WHAT IS REQUIRED ▸
Could you pull out every line from the items below that contains the string "khaki", matching case exactly?

RECORDS FOR THIS EXERCISE ▸

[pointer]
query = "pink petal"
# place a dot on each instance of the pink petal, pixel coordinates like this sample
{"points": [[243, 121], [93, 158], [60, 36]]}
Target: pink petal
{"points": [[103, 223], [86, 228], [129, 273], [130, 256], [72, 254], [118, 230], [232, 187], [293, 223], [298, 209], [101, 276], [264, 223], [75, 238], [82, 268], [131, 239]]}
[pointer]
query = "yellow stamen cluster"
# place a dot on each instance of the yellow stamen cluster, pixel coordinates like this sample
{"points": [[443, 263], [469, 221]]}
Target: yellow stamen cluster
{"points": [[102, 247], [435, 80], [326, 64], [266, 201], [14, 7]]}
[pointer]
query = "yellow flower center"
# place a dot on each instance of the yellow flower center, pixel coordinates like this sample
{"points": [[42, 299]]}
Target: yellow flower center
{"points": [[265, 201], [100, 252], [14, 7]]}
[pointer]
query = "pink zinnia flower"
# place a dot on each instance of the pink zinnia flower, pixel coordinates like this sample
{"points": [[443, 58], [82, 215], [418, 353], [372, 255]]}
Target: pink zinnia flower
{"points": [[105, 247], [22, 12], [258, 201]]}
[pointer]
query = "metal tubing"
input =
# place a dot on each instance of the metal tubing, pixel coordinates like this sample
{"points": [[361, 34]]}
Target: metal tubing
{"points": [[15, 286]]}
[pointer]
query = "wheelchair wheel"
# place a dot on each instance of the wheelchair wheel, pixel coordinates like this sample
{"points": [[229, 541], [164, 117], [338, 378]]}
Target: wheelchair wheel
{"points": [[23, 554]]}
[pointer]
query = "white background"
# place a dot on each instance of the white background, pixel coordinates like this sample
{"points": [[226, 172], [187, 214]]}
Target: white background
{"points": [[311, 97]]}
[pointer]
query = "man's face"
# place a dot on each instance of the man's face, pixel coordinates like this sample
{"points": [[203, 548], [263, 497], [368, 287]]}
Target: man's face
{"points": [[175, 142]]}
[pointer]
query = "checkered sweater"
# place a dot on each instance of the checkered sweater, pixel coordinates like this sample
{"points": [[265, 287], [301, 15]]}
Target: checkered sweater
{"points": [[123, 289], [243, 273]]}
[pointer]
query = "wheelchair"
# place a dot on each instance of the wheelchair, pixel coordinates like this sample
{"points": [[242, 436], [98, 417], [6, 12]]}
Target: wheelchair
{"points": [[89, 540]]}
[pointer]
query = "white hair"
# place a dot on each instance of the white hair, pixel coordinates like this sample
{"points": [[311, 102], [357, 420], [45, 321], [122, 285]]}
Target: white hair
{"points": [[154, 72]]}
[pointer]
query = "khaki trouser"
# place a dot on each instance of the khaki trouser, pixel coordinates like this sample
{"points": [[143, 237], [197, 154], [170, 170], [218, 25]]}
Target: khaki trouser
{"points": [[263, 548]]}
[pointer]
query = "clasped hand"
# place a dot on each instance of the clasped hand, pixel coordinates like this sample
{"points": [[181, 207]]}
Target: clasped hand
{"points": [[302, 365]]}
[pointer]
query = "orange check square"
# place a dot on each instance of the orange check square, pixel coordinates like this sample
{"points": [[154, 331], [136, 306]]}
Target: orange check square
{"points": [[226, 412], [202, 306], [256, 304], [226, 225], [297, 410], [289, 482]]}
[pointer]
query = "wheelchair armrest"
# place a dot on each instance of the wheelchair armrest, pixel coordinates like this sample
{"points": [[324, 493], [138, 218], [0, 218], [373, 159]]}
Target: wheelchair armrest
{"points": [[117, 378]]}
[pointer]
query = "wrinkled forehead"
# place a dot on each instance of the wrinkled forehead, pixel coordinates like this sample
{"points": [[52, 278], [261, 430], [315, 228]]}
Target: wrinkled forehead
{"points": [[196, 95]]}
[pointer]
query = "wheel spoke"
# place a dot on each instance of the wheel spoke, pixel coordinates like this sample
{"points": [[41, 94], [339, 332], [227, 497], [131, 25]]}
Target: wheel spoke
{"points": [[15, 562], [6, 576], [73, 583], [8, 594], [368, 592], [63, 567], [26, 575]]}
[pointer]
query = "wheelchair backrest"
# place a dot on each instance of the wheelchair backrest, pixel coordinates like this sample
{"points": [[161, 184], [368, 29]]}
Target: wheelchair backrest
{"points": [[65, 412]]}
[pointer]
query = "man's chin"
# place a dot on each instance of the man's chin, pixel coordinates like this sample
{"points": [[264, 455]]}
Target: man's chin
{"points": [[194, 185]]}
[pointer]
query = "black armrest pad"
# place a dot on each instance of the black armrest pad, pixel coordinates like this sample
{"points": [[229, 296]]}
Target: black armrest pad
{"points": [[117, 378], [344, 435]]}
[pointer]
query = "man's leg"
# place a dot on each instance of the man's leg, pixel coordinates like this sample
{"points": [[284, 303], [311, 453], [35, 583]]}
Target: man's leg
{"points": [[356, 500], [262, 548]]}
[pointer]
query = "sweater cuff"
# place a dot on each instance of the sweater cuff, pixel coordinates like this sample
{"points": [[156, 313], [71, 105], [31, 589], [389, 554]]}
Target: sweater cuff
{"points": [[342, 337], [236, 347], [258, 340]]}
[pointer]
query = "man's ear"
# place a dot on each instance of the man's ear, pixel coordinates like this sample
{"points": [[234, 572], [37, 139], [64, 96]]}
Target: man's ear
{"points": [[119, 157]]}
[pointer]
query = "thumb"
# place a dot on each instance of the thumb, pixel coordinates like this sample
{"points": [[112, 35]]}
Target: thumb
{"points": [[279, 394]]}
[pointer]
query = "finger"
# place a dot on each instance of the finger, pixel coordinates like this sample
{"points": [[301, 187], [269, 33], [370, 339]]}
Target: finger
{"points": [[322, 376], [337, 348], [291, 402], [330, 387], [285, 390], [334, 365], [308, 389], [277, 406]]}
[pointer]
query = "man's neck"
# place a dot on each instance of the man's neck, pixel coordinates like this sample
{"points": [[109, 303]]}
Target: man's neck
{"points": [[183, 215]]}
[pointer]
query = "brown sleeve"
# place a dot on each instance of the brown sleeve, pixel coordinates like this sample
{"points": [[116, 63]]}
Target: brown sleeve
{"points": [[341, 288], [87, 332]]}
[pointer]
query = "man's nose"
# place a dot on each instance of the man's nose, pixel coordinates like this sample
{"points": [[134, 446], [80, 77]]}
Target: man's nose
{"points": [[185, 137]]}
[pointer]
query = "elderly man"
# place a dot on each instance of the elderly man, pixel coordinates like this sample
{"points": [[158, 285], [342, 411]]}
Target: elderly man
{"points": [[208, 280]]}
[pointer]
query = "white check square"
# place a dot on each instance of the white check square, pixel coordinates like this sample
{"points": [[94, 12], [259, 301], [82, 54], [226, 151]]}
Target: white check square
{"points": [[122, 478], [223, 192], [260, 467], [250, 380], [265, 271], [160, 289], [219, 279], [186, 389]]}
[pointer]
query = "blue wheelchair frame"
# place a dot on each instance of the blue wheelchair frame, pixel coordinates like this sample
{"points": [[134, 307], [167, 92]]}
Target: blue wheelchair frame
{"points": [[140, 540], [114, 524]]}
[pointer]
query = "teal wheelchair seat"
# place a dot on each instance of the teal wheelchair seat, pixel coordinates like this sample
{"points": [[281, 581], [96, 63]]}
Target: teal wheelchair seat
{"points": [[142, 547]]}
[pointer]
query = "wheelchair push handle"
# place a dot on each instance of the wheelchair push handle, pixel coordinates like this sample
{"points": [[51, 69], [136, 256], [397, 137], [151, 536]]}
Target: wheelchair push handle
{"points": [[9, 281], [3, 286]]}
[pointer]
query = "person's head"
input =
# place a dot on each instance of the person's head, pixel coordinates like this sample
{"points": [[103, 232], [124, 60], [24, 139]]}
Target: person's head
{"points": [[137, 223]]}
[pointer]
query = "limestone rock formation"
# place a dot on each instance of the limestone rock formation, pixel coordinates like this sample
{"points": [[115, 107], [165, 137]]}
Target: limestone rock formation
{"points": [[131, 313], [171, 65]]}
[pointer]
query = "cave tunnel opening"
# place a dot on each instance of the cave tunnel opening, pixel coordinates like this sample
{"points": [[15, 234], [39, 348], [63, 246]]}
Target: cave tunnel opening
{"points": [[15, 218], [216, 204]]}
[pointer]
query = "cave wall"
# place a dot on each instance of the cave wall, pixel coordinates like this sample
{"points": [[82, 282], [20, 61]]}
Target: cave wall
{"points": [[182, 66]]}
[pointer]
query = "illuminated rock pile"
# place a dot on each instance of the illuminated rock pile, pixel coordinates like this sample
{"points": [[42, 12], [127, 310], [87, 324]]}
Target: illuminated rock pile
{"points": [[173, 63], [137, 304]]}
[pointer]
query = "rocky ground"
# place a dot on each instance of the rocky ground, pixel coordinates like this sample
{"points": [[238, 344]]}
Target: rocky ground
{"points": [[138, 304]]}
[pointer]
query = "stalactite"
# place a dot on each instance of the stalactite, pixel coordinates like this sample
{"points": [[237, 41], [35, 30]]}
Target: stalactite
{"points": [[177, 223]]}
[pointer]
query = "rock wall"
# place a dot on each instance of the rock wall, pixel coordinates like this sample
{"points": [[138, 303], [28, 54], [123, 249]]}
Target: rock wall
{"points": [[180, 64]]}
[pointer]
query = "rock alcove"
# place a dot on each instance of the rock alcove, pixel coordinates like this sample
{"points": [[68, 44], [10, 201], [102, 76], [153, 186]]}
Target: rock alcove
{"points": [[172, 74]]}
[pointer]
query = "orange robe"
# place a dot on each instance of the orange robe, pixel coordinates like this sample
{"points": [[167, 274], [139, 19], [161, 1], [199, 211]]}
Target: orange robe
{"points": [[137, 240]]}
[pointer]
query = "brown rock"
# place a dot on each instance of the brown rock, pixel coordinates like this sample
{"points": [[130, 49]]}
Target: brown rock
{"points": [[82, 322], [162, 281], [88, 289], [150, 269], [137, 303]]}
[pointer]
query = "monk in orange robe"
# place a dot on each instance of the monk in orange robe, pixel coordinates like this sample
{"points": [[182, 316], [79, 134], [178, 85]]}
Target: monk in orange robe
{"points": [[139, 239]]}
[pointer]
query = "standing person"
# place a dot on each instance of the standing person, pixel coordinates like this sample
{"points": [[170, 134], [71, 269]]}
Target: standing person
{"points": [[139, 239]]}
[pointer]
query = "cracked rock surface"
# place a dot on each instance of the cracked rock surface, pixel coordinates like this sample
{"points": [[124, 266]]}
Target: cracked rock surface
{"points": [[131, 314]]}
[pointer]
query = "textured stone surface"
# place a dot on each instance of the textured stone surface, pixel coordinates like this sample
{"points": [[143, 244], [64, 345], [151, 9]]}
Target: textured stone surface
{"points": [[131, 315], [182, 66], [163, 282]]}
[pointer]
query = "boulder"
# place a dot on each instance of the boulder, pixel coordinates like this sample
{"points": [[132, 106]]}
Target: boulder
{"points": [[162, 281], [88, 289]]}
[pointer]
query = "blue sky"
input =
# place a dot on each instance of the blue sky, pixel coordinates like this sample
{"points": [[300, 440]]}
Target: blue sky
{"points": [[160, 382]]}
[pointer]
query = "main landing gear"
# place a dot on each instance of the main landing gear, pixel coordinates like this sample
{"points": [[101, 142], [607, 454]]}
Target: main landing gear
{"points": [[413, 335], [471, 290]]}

ANSWER TO THIS TASK ▸
query = "khaki trouser"
# place a dot on each instance of the khaki trouser, pixel coordinates like this sample
Target: khaki trouser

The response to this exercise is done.